_EXERCISE BRIEF_.
Pull out every line in the entries below that contains the word "wooden", and copy each one in full.

_INPUT_.
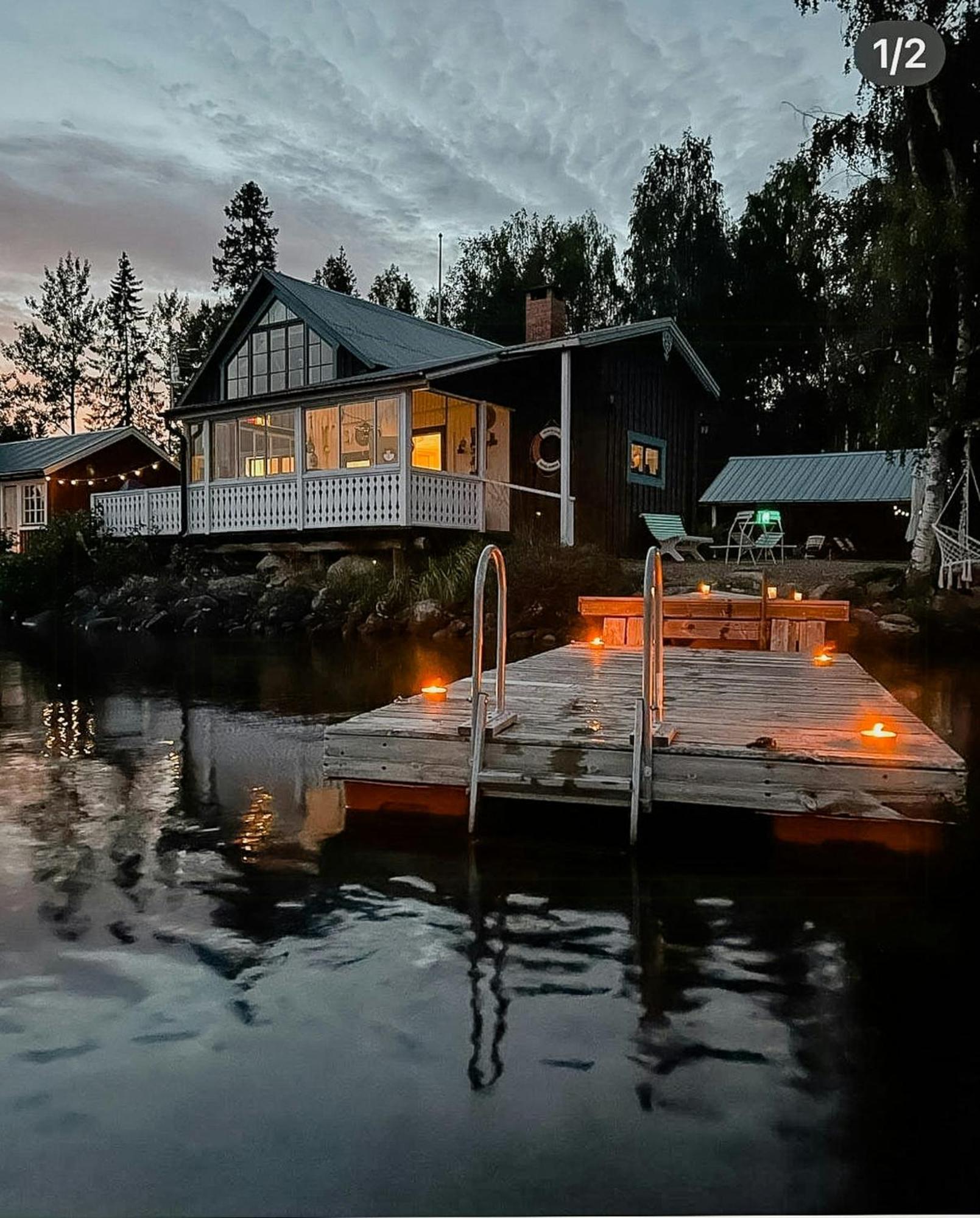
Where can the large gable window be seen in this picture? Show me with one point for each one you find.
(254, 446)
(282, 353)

* * *

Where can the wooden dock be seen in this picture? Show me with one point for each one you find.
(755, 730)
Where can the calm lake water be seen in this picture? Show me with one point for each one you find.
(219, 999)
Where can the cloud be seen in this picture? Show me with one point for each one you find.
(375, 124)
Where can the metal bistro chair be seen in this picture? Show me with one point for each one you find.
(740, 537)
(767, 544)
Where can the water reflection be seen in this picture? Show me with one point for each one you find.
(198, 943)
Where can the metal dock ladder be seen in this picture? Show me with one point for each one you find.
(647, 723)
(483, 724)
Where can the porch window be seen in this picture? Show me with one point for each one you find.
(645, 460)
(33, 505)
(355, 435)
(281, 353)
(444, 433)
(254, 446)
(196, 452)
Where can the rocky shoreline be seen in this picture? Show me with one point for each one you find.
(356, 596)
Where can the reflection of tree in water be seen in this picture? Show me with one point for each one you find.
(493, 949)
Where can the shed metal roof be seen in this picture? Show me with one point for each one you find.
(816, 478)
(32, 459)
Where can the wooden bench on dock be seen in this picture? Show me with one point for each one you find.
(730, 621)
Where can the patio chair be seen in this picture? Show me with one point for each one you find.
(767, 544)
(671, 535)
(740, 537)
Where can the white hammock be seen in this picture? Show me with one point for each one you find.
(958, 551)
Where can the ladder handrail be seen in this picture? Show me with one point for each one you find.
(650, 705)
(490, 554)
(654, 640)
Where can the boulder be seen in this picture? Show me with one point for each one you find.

_EXERCISE OUTPUT_.
Where can the wooden dock be seen in this picture? Show me with one point for each one you find.
Where can the wooden bench on dock be seen in this picture? Show me with one point for each one you find.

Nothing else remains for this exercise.